• _CONSIGNES_:
a - Répondez à ces questions sur l'extrait consacré à l'objectif européen de 30 %, plus bas :
(i) Pour quelles raisons les États fixeront-ils eux-mêmes leur objectif ?
(ii) Que faudra-t-il instaurer aux frontières de l'Europe si tous les pays n'ont pas de quotas d'émissions ?
(iii) Que veut-on préserver tout en ayant la plus haute ambition pour la planète ?
b - Rédigez la suite de l'extrait consacré à l'objectif européen de 30 %, présenté plus bas, en reprenant après sa dernière phrase.

• _EXTRAIT DU DOCUMENT_:
━━━━━━━━━━━━━━━━━━━━
En second lieu, il est faux de croire que la fixation par l'Europe d'un objectif de 30 % aura un effet de levier sur les autres Etats en les incitant à agir. Les Etats étant souverains, ils fixeront eux-mêmes cet objectif pour des raisons internes liées à leurs propres émissions et à la compétitivité de leurs entreprises.
L'important est de savoir s'il est bon que l'Europe fixe cet objectif à 30 %, non pas nécessairement selon les mêmes règles que celles du "paquet énergie-climat" ou celles prévues pour atteindre les 20 %, c'est-à-dire de manière dispersée. En tout état de cause, il nous faut rester attentif à la compétitivité.
La France défend l'idée que tous les pays qui participent au concert des nations devront avoir des quotas d'émissions ; à défaut, il faudra instaurer une taxe carbone aux frontières de l'Europe, sauf à voir notre compétitivité largement entachée.
Notre position est donc claire : nous avons la plus haute ambition pour la planète, tout en veillant à préserver la compétitivité de nos entreprises.
━━━━━━━━━━━━━━━━━━━━
• _MATÉRIEL_:
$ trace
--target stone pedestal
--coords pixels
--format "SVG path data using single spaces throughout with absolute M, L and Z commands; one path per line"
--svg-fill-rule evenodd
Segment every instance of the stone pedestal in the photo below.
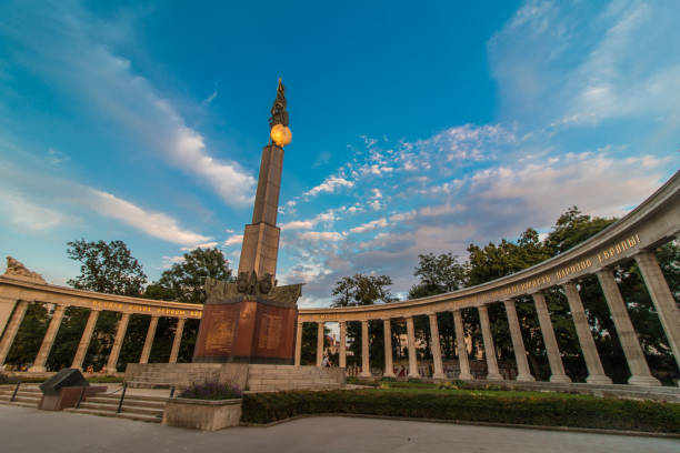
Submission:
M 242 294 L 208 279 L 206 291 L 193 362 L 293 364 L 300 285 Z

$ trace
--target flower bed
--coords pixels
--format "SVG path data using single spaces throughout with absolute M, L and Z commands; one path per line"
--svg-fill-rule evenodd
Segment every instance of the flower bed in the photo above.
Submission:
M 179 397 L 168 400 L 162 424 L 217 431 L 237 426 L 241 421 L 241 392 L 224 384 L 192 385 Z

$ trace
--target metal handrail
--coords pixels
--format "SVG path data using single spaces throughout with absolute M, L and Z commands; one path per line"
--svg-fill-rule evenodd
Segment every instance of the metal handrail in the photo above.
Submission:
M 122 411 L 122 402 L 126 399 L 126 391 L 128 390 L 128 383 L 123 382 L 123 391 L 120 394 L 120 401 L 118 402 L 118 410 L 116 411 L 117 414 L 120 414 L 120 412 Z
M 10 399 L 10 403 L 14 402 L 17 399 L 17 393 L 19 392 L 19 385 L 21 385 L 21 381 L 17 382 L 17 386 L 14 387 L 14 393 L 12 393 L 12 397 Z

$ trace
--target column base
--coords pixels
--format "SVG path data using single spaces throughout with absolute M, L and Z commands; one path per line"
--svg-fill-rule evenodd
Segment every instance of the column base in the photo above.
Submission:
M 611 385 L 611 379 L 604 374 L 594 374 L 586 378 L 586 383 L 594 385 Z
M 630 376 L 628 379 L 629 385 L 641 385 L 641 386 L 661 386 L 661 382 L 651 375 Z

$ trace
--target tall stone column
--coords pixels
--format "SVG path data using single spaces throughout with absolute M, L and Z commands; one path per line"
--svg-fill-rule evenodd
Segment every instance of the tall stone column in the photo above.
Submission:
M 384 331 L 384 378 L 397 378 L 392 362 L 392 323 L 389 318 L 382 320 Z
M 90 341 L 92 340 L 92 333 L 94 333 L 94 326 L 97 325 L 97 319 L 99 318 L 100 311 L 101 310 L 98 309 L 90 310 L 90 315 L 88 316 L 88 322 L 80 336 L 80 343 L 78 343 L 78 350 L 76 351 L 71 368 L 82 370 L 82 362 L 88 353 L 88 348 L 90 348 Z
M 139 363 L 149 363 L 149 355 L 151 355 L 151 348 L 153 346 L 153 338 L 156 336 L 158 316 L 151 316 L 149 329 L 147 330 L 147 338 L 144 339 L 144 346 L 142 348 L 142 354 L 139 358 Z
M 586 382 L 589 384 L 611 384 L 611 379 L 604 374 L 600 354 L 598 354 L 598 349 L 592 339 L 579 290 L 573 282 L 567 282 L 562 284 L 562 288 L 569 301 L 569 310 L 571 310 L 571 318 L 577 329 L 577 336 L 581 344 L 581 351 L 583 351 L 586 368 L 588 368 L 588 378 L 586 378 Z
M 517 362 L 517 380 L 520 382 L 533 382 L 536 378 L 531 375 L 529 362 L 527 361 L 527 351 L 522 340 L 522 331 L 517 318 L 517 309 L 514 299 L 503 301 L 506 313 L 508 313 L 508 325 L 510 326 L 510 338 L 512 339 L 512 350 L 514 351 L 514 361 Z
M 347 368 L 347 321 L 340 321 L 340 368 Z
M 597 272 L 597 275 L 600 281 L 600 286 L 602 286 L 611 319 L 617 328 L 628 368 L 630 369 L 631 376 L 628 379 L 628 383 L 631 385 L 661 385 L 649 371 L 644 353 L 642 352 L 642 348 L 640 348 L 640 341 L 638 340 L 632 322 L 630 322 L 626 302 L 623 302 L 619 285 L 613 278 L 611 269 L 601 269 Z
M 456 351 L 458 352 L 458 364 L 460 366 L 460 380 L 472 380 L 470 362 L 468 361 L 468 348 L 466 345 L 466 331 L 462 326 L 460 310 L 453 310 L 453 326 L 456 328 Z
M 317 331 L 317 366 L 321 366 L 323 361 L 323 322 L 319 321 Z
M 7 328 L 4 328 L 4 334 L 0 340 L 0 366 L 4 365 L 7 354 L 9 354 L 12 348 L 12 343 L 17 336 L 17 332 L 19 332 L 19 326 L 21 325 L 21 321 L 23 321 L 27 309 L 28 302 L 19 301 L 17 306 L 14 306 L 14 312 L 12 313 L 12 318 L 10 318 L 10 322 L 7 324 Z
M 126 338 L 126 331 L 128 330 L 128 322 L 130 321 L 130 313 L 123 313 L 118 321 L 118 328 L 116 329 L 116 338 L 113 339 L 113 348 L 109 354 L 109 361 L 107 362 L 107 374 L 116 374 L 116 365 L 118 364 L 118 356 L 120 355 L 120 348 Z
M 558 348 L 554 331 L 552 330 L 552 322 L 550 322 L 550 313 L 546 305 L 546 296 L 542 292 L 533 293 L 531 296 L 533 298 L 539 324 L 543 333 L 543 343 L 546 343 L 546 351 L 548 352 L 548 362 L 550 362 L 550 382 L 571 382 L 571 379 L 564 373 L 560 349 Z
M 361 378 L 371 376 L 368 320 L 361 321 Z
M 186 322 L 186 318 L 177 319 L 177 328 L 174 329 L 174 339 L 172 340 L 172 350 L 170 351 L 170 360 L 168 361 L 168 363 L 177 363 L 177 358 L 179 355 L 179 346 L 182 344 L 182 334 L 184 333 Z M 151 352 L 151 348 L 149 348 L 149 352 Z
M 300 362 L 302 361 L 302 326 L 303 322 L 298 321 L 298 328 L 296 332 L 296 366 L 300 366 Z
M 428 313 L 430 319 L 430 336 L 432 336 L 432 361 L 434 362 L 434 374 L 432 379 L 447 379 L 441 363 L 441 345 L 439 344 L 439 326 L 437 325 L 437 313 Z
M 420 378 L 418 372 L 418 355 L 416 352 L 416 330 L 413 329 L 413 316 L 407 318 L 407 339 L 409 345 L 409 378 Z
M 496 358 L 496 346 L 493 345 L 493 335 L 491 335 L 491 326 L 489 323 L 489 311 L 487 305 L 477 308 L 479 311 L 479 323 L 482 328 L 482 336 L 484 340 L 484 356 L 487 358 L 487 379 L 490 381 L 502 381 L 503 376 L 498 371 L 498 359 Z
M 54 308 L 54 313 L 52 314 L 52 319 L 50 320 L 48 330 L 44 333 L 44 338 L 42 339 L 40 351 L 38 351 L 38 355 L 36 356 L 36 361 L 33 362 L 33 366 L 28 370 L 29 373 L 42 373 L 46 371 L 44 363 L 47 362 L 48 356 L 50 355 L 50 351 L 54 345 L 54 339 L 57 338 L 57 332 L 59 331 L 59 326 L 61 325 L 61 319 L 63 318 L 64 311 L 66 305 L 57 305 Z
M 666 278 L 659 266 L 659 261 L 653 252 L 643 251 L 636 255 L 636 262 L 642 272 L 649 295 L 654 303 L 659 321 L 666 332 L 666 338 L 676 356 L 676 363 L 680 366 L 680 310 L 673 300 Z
━━━━━━━━━━━━━━━━━━━━
• _CORRIGÉ_:
a -
(i) Pour des raisons internes liées à leurs propres émissions et à la compétitivité de leurs entreprises.
(ii) Une taxe carbone.
(iii) La compétitivité de nos entreprises.

b -
(...)
Monsieur le Sénateur, au risque d'être politiquement incorrect, permettez-moi de vous dire que je ne partage pas cette vision, largement répandue depuis la fin du mois de décembre, de la conférence de Copenhague.
En effet, une réunion s'analyse par rapport à la situation de la veille. Il s'agit de savoir, en réalité, si le schéma retenu pour la première phase du Protocole de Kyoto allant jusqu'à 2012 a avancé significativement. Auparavant, un financement international destiné à aider les pays les plus vulnérables avait-il été prévu ? Tel n'était pas le cas pour ce qui concerne la forêt et les énergies renouvelables. Lors de la conférence de Copenhague, une aide de 10 milliards de dollars par an, portée à 100 milliards de dollars à partir de 2012, a été retenue. Le problème est de mettre effectivement en place cette véritable révolution.
Par ailleurs, avant la conférence de Copenhague, les Chinois, les Brésiliens, les Indiens raisonnaient-ils en termes d'engagement, voire d'information ? La réponse est non. Désormais, ils se sont engagés, à compter du 31 janvier, à réduire l'intensité de leurs émissions de CO2 dues à leur croissance, position conforme aux engagements adoptés lors de la conférence de Bali.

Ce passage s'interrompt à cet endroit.